## Start

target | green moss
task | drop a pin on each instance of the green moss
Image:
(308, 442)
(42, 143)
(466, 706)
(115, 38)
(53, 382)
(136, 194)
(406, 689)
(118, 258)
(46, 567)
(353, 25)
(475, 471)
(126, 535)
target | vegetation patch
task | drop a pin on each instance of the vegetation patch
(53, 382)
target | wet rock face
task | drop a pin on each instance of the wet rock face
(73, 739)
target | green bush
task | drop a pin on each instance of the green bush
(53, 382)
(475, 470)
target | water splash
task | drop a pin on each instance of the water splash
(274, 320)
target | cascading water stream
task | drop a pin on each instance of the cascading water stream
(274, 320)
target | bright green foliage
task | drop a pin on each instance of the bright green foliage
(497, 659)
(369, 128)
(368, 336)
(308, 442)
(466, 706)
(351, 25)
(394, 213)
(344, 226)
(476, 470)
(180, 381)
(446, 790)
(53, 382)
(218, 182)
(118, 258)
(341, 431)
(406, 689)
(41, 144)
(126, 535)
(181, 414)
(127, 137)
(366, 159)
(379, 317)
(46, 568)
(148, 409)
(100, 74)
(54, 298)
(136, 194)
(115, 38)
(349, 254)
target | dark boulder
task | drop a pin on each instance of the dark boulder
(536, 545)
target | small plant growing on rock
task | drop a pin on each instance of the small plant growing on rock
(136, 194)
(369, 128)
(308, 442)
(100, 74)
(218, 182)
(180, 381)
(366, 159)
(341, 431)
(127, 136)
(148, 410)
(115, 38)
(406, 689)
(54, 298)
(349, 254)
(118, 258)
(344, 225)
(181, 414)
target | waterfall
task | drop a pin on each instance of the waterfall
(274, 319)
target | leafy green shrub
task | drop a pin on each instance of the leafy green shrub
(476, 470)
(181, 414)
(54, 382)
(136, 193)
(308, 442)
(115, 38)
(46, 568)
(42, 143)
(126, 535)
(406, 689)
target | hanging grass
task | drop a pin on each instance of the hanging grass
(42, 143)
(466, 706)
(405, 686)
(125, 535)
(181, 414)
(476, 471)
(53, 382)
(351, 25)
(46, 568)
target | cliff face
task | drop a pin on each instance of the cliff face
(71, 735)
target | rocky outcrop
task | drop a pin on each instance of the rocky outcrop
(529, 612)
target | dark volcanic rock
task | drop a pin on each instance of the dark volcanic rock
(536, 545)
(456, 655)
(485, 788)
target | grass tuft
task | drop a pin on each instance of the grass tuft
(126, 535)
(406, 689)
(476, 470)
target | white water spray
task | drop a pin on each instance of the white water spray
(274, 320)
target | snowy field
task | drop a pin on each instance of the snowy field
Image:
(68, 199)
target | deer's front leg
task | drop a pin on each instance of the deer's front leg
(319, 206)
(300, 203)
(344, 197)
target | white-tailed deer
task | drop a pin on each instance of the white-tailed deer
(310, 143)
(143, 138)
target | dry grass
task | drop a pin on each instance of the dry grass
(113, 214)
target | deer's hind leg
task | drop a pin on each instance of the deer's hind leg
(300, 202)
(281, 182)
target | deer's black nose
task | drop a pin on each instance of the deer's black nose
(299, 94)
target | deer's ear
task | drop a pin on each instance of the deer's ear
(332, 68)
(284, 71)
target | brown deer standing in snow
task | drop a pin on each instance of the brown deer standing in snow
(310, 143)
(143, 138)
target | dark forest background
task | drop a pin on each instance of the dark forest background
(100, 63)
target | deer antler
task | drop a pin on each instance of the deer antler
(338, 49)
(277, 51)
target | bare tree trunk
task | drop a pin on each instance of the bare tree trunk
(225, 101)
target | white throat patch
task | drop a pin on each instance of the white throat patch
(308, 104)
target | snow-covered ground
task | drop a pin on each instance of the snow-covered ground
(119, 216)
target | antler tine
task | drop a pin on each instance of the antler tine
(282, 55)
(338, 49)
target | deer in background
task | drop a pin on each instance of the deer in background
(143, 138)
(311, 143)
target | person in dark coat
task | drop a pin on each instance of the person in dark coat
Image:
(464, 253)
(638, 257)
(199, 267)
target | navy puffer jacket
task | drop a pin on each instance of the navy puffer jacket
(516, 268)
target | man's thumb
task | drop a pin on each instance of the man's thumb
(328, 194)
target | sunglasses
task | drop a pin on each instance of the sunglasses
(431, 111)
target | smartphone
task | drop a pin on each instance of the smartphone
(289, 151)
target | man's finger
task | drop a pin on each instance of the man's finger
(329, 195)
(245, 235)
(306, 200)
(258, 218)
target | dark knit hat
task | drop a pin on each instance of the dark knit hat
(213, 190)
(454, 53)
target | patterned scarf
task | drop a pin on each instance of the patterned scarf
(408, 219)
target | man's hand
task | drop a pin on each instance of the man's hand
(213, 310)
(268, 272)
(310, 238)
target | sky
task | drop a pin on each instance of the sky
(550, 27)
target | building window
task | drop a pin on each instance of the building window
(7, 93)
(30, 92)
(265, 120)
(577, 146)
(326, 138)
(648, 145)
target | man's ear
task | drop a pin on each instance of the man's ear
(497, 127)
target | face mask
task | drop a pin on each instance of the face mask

## End

■ **Exercise description**: Copy the material above verbatim.

■ **Answer to this problem**:
target | green moss
task | drop a pin on each instance of the green moss
Image:
(308, 442)
(42, 143)
(466, 706)
(115, 38)
(53, 382)
(136, 194)
(406, 689)
(118, 258)
(46, 567)
(353, 25)
(475, 471)
(126, 535)
target | vegetation patch
task | drop a pin on each instance of the vegetation patch
(53, 382)
target | wet rock face
task | drop a pin on each instance of the wet rock face
(73, 739)
target | green bush
task | drop a pin on each instance of the green bush
(53, 382)
(475, 470)
target | water splash
task | drop a pin on each instance of the water splash
(274, 320)
target | cascading water stream
task | drop a pin on each instance of the cascading water stream
(274, 320)
target | bright green foliage
task | drop a pin on each instance of the bright green foliage
(497, 659)
(369, 128)
(368, 336)
(308, 442)
(466, 706)
(351, 25)
(394, 213)
(344, 226)
(476, 470)
(180, 381)
(446, 790)
(53, 382)
(218, 182)
(118, 258)
(341, 431)
(406, 689)
(41, 144)
(126, 535)
(181, 414)
(127, 137)
(366, 159)
(379, 317)
(46, 568)
(148, 409)
(100, 74)
(54, 298)
(136, 194)
(115, 38)
(349, 254)
target | dark boulder
task | drop a pin on each instance of the dark boulder
(536, 545)
target | small plant growing on rock
task | drop a pin on each instance of the small plant growing on rock
(136, 194)
(369, 128)
(308, 442)
(100, 74)
(218, 182)
(180, 381)
(366, 159)
(341, 431)
(127, 136)
(148, 410)
(115, 38)
(406, 689)
(54, 298)
(349, 254)
(118, 258)
(344, 225)
(181, 414)
target | waterfall
task | drop a pin on each instance of the waterfall
(274, 319)
target | leafy green shrub
task | drop a pin on each instance of the leafy green shrub
(476, 470)
(181, 414)
(54, 382)
(136, 193)
(308, 442)
(115, 38)
(46, 568)
(42, 143)
(126, 535)
(406, 689)
target | hanging grass
task | drop a pin on each instance of the hanging grass
(42, 143)
(466, 706)
(405, 686)
(125, 535)
(181, 414)
(476, 471)
(53, 382)
(351, 25)
(46, 568)
target | cliff face
task | drop a pin on each instance of the cliff face
(71, 735)
target | rocky outcrop
task | drop a pin on each instance of the rocky outcrop
(529, 612)
target | dark volcanic rock
task | drop a pin on each instance of the dark volcanic rock
(536, 545)
(456, 655)
(485, 788)
target | grass tuft
task | drop a pin on each instance of the grass tuft
(126, 535)
(406, 689)
(476, 470)
target | white water spray
task | drop a pin on each instance of the white water spray
(274, 320)
target | snowy field
task | drop a pin on each instance of the snowy field
Image:
(68, 199)
target | deer's front leg
task | drop a pin on each instance of the deer's front leg
(319, 206)
(300, 203)
(344, 197)
target | white-tailed deer
task | drop a pin on each instance of the white-tailed deer
(310, 143)
(143, 138)
target | dry grass
task | drop a pin on each instance of the dry grass
(113, 214)
target | deer's hind leg
task | drop a pin on each instance of the deer's hind leg
(300, 202)
(281, 182)
target | deer's black nose
task | drop a pin on each instance of the deer's black nose
(299, 94)
target | deer's ear
task | drop a pin on each instance of the deer's ear
(332, 68)
(284, 71)
target | brown deer standing in snow
task | drop a pin on each instance of the brown deer standing in snow
(310, 143)
(143, 138)
target | dark forest background
task | drop a pin on each instance of the dark forest background
(100, 63)
target | deer antler
task | drop a pin on each instance of the deer antler
(338, 49)
(277, 51)
target | bare tree trunk
task | drop a pin on each instance of the bare tree trunk
(225, 101)
target | white throat patch
task | drop a pin on each instance of the white throat patch
(308, 104)
target | snow-covered ground
task | drop a pin on each instance of the snow-covered ground
(119, 216)
target | antler tine
task | drop a pin on each instance of the antler tine
(282, 55)
(338, 49)
target | deer in background
task | drop a pin on each instance of the deer in background
(143, 138)
(311, 143)
target | person in dark coat
task | drop a pin on each instance of the person in dark coat
Image:
(464, 253)
(638, 257)
(199, 267)
target | navy puffer jacket
task | drop a pin on each instance of the navy puffer jacket
(516, 268)
target | man's thumb
task | drop a pin on each instance of the man's thumb
(328, 194)
target | sunglasses
task | drop a pin on each instance of the sunglasses
(431, 111)
target | smartphone
task | drop a pin on each instance of the smartphone
(289, 151)
target | man's finger
task | drop a pin on each instance of the man's finger
(329, 195)
(245, 235)
(306, 200)
(258, 218)
target | dark knit hat
task | drop a pin on each instance of the dark knit hat
(213, 190)
(454, 53)
target | patterned scarf
task | drop a pin on each instance of the patterned scarf
(408, 219)
target | man's hand
task | drop a pin on each instance of the man's hand
(213, 310)
(268, 272)
(310, 238)
target | sky
task | drop a pin on each instance of the sky
(550, 27)
target | building window
task | drop a pin on each instance of the building window
(7, 93)
(30, 92)
(265, 120)
(577, 146)
(326, 138)
(648, 145)
target | man's ear
task | drop a pin on each instance of the man's ear
(497, 127)
target | face mask
task | drop a pin on each instance of the face mask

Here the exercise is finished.